### What you need to do
Rewrite the passage of the article on gene-engineered crops from "Since nothing foreign" to "meet specific criteria.", replacing "exempt" with "excused".

I was living in St. Louis, working as a freelance writer, the spring of 1989 when the editors of Monsanto Magazine asked if I would write an article about genetic engineering.
More specifically, I was asked to duplicate a gene-splicing experiment that then-vice-president George Herbert Walker Bush had performed in Monsanto's Chesterfield, Missouri, laboratory.
Bush had cut a DNA molecule into segments containing a gene for glyphosate tolerance.
My job was to use everyday terms to explain the intricacies of moving genes around and give readers a crash course in biology. It was hoped those explanations along with a slicing and dicing to-be president might also take some of the mystery out of the technology.
Those memories and many others came flooding back as we researched topics for the mid-February 2021 issue of Progressive Farmer. The issue takes a deep dive into the gene revolution and hinges on the 25th anniversary of the 1996 introduction of genetically engineered crops such as Roundup Ready soybeans and Bt corn and cotton.
DTN is posting many of these articles this week and I encourage thoughtful reading of them.
FARMER ACCEPTANCE HIGH
While scientists have long-been editing the genetic code of plants, biotechnology changed the landscape of agriculture. Today, American farmers plant 88% and 82% of cotton and corn acres, respectively, with Bt technology. Plantings of herbicide-tolerant crops are even higher: 95% cotton, 94% soybeans and 89% corn.
But, while much of agriculture may have accepted the technology, society still balks. I often hear farmers wonder, and yes, even grumble, that anyone could question technology that makes life so much easier.
Yet, many do question and sometimes even fear, genetically altered foods. And, almost everyone in industry today agrees that agriculture as an industry did a poor job of selling the science.
I explore some of this history and why it is so important to discuss today in the article: "Gene-Altered Attitudes: Will consumers accept the next round of plant miracles?" You can read it here: (https://www.dtnpf.com/…)
The biotech we've mostly come to know during the past 25 years has leaned on transgenic techniques to add desirable genes from another species to create a plant with new characteristics. With Bt corn, for example, the introduced gene comes from Bacillus thuringiensis, which occurs naturally in the soil.
By comparison, new gene-editing tools make changes within the plant's existing DNA by deleting or changing functions. Scientists are working in wheat to strategically deactivate specific gluten proteins that cause sensitivity, for example.
Since nothing foreign is added, gene-edited plants are expected to be exempt from USDA's premarket field testing and data-based risk assessment if they meet specific criteria.
Will the public swallow these new, edited foods given that they promise to offer more benefit to the consumer than the genetically modified organisms (GMOs) of old? Industry has pledged to be more transparent, but how does that play out if some gene-edited foods aren't seen as genetically different?
THE REAR VIEW MIRROR
It's a funny thing about taking part in history -- you often don't realize it is happening at that very moment. Even looking at the photo of my younger self splicing that long-ago gene makes me want to ask: Who was that person and did she know what was about to unfold?
What I know is that I didn't know beans about genes back then. They weren't brought up in high school biology class and precious little was discussed in college classes.
I'll also admit that I was an early skeptic and that some of the heavy-handed practices industry doled out marketing the products didn't help my attitude. I was lucky in that my work opened doors to scientists willing to explain what I didn't understand and help me become more comfortable with the technology.
Farmers eager to adopt the technology often simply accepted. But consumers have proven with three decades of unrelenting passion that they want to know how their food is made.
Yep ... there are many other threads to argue here -- plant-based meat based on genetically engineered concepts, weed and pest resistance issues, and even, COVID-19 vaccines.
But if you are going to take a deep dive into the gene pool, don't just read the headlines. Dig into the science and find some solid talking points. The series of stories we've put together are aimed at furthering that discussion.

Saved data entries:
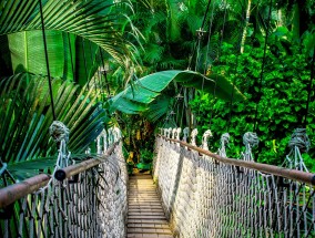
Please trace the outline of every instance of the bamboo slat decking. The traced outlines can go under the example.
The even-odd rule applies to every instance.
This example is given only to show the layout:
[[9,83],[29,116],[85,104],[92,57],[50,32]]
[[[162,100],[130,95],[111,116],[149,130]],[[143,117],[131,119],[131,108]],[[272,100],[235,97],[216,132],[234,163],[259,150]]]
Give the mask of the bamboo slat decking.
[[130,176],[128,206],[128,238],[173,237],[151,175]]

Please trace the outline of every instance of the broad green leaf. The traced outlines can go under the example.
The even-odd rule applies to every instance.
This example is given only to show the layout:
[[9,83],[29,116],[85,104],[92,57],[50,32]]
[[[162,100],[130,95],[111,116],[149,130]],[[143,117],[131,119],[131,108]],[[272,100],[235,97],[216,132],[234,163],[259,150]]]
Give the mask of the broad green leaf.
[[[111,110],[122,112],[141,111],[135,103],[151,103],[172,81],[186,87],[195,87],[214,94],[221,100],[244,100],[245,96],[223,75],[211,74],[211,79],[194,71],[162,71],[146,75],[132,86],[111,99]],[[128,103],[126,103],[128,102]],[[136,110],[135,110],[136,108]]]

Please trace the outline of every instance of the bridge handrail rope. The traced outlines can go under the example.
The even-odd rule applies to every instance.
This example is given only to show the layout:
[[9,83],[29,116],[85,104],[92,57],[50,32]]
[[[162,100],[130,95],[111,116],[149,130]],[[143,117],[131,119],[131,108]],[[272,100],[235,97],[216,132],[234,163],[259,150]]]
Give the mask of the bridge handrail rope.
[[[111,128],[98,141],[103,143],[96,157],[88,154],[88,161],[55,166],[52,175],[0,189],[0,237],[124,237],[128,172],[121,132]],[[58,157],[69,158],[64,149]]]
[[244,152],[235,159],[226,157],[228,134],[216,154],[207,149],[210,131],[201,147],[192,145],[196,131],[186,142],[187,131],[181,141],[180,130],[162,128],[153,161],[153,179],[175,237],[315,236],[315,174],[302,158],[309,145],[305,130],[292,135],[286,168],[254,162],[255,133],[245,134]]
[[200,153],[201,155],[210,156],[214,158],[215,161],[224,163],[224,164],[240,166],[242,168],[255,169],[261,173],[266,173],[266,174],[271,174],[275,176],[282,176],[282,177],[294,179],[301,183],[306,183],[308,185],[315,185],[315,174],[313,173],[302,172],[302,170],[292,169],[292,168],[284,168],[284,167],[278,167],[275,165],[262,164],[262,163],[256,163],[256,162],[243,161],[243,159],[237,159],[237,158],[223,157],[216,153],[212,153],[207,149],[197,147],[196,145],[192,145],[183,141],[169,138],[160,134],[158,136],[164,138],[165,141],[177,143],[181,146],[187,147],[189,149]]

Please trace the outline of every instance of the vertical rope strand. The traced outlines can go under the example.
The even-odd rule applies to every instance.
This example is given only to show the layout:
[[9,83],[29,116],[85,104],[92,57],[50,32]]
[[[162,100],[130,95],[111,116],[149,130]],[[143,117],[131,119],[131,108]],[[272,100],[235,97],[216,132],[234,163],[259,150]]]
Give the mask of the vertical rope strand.
[[271,23],[271,17],[272,17],[272,7],[273,7],[273,0],[271,0],[271,3],[270,3],[268,20],[267,20],[266,37],[265,37],[265,45],[264,45],[264,55],[263,55],[261,80],[260,80],[258,101],[256,103],[255,117],[254,117],[254,132],[256,130],[258,106],[260,106],[260,102],[261,102],[261,99],[262,99],[262,86],[263,86],[263,77],[264,77],[265,63],[266,63],[266,50],[267,50],[267,42],[268,42],[268,35],[270,35],[270,25],[271,25],[270,23]]
[[51,76],[50,76],[50,69],[49,69],[49,59],[48,59],[48,50],[47,50],[47,41],[45,41],[45,32],[44,32],[44,22],[43,22],[41,0],[39,0],[39,6],[40,6],[42,39],[43,39],[43,46],[44,46],[44,59],[45,59],[47,75],[48,75],[48,82],[49,82],[49,94],[50,94],[50,101],[51,101],[51,111],[52,111],[53,121],[55,121],[57,116],[55,116],[55,112],[54,112],[53,93],[52,93],[52,84],[51,84]]
[[70,33],[67,33],[68,37],[68,44],[69,44],[69,53],[70,53],[70,60],[71,60],[71,70],[72,70],[72,75],[73,75],[73,81],[74,81],[74,64],[73,64],[73,58],[72,58],[72,48],[71,48],[71,40],[70,40]]
[[100,53],[101,53],[102,66],[103,66],[103,69],[104,69],[104,77],[105,77],[105,84],[106,84],[108,96],[110,96],[110,95],[111,95],[111,90],[110,90],[110,85],[109,85],[109,82],[108,82],[108,72],[106,72],[105,65],[104,65],[104,58],[103,58],[102,49],[100,49]]
[[[207,17],[207,12],[209,12],[209,8],[210,8],[210,3],[211,3],[211,0],[209,0],[207,2],[207,6],[206,6],[206,10],[205,10],[205,13],[204,13],[204,17],[203,17],[203,20],[202,20],[202,24],[201,24],[201,29],[204,28],[204,24],[205,24],[205,20],[206,20],[206,17]],[[190,60],[189,60],[189,70],[191,70],[191,66],[192,66],[192,60],[195,55],[195,52],[196,52],[196,49],[197,49],[197,42],[195,42],[194,44],[194,48],[193,48],[193,52],[192,52],[192,55],[190,56]]]
[[304,116],[304,122],[303,126],[306,128],[307,126],[307,115],[308,115],[308,110],[309,110],[309,102],[311,102],[311,96],[312,96],[312,87],[313,87],[313,79],[315,76],[315,51],[313,52],[313,61],[311,63],[311,79],[309,83],[307,85],[307,101],[306,101],[306,108],[305,108],[305,116]]

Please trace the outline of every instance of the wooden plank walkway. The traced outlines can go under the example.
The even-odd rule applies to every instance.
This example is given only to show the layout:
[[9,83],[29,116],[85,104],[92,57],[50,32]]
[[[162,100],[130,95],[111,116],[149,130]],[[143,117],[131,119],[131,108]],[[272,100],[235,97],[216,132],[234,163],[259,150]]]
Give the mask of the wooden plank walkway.
[[128,238],[173,237],[151,175],[129,177],[128,206]]

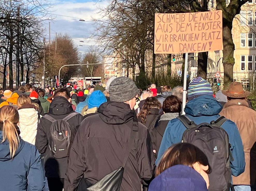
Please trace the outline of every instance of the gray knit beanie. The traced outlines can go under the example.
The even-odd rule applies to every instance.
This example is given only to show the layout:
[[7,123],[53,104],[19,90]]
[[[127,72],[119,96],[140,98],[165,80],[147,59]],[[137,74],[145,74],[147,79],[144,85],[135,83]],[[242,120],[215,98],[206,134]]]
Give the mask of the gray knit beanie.
[[130,100],[140,92],[132,80],[127,77],[116,78],[109,89],[110,100],[123,102]]

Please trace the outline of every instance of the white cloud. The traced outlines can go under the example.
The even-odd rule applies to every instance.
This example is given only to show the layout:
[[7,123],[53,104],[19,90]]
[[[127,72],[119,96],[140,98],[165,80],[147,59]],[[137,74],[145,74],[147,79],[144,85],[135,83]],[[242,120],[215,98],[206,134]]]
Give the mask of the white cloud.
[[[58,15],[55,16],[54,20],[51,22],[51,38],[55,37],[55,32],[69,34],[78,46],[80,52],[84,53],[90,46],[97,45],[95,40],[89,37],[95,30],[94,21],[92,18],[101,18],[100,7],[103,9],[108,5],[107,2],[89,1],[77,2],[74,1],[64,1],[55,0],[51,2],[55,4],[51,8],[51,13],[58,15],[76,17],[84,19],[85,21],[79,21],[79,19]],[[46,37],[48,38],[48,23],[45,23],[46,27]],[[80,42],[83,40],[84,42]],[[79,46],[79,45],[83,46]]]

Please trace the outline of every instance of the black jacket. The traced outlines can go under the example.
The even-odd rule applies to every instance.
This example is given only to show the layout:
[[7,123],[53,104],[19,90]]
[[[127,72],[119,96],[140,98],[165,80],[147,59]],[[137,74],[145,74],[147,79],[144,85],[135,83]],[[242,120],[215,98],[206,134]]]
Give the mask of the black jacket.
[[[154,128],[157,122],[157,121],[158,117],[159,109],[157,108],[152,108],[150,109],[150,114],[147,115],[146,122],[143,124],[148,129],[150,128],[150,126],[151,126],[151,128],[150,128],[151,129]],[[141,122],[141,120],[140,118],[139,117],[138,120],[140,122]],[[152,123],[154,123],[154,124],[153,124]]]
[[[74,112],[71,105],[63,97],[58,96],[53,99],[48,114],[56,120],[62,119],[70,113]],[[77,115],[68,121],[70,125],[71,137],[70,147],[82,120],[83,116]],[[43,118],[41,118],[37,129],[35,146],[40,153],[45,153],[45,176],[48,177],[63,178],[67,166],[67,157],[56,158],[53,156],[48,144],[51,136],[52,123]]]
[[[129,105],[108,102],[98,113],[82,122],[70,150],[65,190],[76,190],[83,175],[94,183],[122,165],[136,116]],[[137,133],[124,168],[120,191],[140,191],[142,180],[152,177],[155,161],[151,139],[146,127],[139,123]]]

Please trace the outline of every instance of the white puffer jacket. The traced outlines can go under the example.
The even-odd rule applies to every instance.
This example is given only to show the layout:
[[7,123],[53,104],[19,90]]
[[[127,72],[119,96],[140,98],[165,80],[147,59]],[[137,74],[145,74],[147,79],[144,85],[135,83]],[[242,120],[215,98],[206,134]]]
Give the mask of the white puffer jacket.
[[[34,145],[37,131],[38,112],[34,108],[21,108],[18,110],[19,115],[18,126],[22,139]],[[41,116],[39,115],[40,118]]]

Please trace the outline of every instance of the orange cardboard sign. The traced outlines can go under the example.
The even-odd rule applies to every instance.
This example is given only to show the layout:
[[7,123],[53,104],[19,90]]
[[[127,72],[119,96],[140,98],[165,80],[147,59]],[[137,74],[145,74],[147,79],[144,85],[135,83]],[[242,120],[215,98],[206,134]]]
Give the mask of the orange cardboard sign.
[[222,50],[222,12],[155,14],[155,54]]

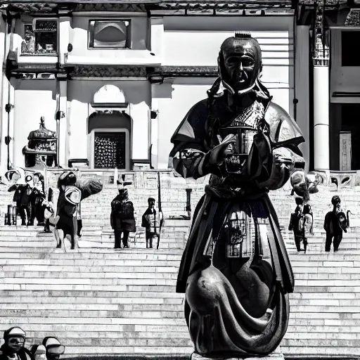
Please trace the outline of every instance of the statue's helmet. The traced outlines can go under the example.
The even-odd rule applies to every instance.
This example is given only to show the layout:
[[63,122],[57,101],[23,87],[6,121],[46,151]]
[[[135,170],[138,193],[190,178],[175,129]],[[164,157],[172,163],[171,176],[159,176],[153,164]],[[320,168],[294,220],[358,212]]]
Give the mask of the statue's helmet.
[[218,57],[219,72],[225,88],[233,94],[246,94],[262,70],[262,51],[248,32],[236,32],[222,43]]

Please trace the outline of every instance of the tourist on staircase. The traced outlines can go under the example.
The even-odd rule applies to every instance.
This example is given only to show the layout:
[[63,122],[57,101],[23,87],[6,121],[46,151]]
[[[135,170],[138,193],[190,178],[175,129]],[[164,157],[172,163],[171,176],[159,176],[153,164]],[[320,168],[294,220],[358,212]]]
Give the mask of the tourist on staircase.
[[341,200],[337,195],[333,196],[331,199],[333,204],[333,210],[325,215],[323,222],[323,229],[326,231],[326,240],[325,242],[325,251],[329,252],[331,248],[331,243],[333,240],[334,252],[339,250],[342,239],[342,229],[339,223],[338,214],[340,212]]
[[46,350],[44,345],[32,345],[30,351],[35,360],[46,360]]
[[25,332],[20,328],[11,328],[5,331],[0,360],[34,360],[32,354],[24,347],[25,338]]
[[111,202],[110,224],[115,238],[114,248],[121,248],[122,233],[124,233],[122,245],[124,248],[129,248],[129,234],[135,232],[136,228],[134,216],[134,205],[131,201],[129,201],[127,188],[120,188],[119,195]]
[[34,173],[34,187],[30,197],[32,205],[32,223],[36,217],[38,226],[45,225],[44,218],[44,207],[42,202],[45,200],[45,188],[44,184],[44,176],[39,172]]
[[[145,236],[146,238],[146,248],[153,248],[153,239],[158,239],[160,233],[158,231],[160,225],[160,219],[158,214],[155,209],[155,200],[153,198],[148,199],[148,207],[143,214],[141,219],[141,226],[145,228]],[[157,218],[158,215],[158,218]]]
[[46,351],[47,360],[58,360],[60,356],[65,352],[65,346],[57,338],[53,336],[48,336],[42,341],[42,345],[45,347]]
[[304,216],[304,252],[306,254],[308,244],[307,239],[309,236],[314,235],[314,217],[311,207],[309,204],[305,204],[304,205],[302,214]]
[[296,250],[302,251],[301,243],[304,243],[305,247],[305,241],[304,238],[304,215],[303,215],[303,204],[302,198],[295,198],[296,207],[294,212],[291,214],[290,224],[289,230],[294,231],[294,240],[295,242]]

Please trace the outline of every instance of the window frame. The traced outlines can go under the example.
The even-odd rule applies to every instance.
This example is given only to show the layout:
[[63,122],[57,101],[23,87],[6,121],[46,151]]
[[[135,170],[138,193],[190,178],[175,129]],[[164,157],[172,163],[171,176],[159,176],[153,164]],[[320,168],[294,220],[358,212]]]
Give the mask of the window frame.
[[[23,38],[22,41],[25,40],[25,27],[27,25],[32,25],[32,32],[35,34],[36,30],[36,23],[38,20],[45,20],[45,21],[55,21],[56,22],[56,53],[38,53],[37,51],[35,51],[33,53],[22,53],[21,52],[21,46],[20,46],[20,56],[58,56],[58,46],[59,46],[59,22],[58,18],[34,18],[32,21],[26,21],[22,23],[22,30],[23,30]],[[22,44],[22,41],[21,43]],[[35,46],[37,46],[37,42],[36,42],[36,37],[35,37]]]
[[[127,41],[129,41],[129,46],[124,47],[124,48],[119,48],[116,46],[91,46],[90,42],[91,42],[91,27],[92,27],[94,29],[94,25],[91,25],[91,22],[95,21],[101,21],[101,22],[112,22],[115,21],[127,21],[129,22],[129,25],[127,27],[127,28],[130,28],[129,31],[129,37],[130,39],[128,40],[127,38]],[[129,36],[129,30],[127,32],[128,34],[127,34],[127,36]],[[94,36],[94,35],[93,35]],[[132,49],[132,20],[129,18],[106,18],[106,19],[89,19],[89,25],[88,25],[88,31],[87,31],[87,49],[88,50],[131,50]]]

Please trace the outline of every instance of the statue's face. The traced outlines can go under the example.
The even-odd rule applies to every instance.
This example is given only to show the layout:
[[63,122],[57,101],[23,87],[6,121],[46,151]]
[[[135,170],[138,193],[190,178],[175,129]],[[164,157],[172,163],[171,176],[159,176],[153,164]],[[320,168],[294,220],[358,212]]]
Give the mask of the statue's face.
[[223,78],[233,90],[252,87],[261,66],[261,50],[254,39],[229,38],[221,45],[225,74]]

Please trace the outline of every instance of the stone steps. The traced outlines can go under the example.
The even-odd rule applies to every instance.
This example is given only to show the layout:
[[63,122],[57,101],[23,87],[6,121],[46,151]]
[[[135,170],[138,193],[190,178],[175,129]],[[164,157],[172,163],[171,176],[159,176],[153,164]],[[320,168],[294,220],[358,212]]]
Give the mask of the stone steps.
[[360,356],[360,252],[290,257],[295,289],[281,342],[285,356]]

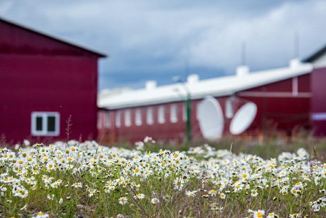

### Exercise solution
Since nothing foreign is added, gene-edited plants are expected to be excused from USDA's premarket field testing and data-based risk assessment if they meet specific criteria.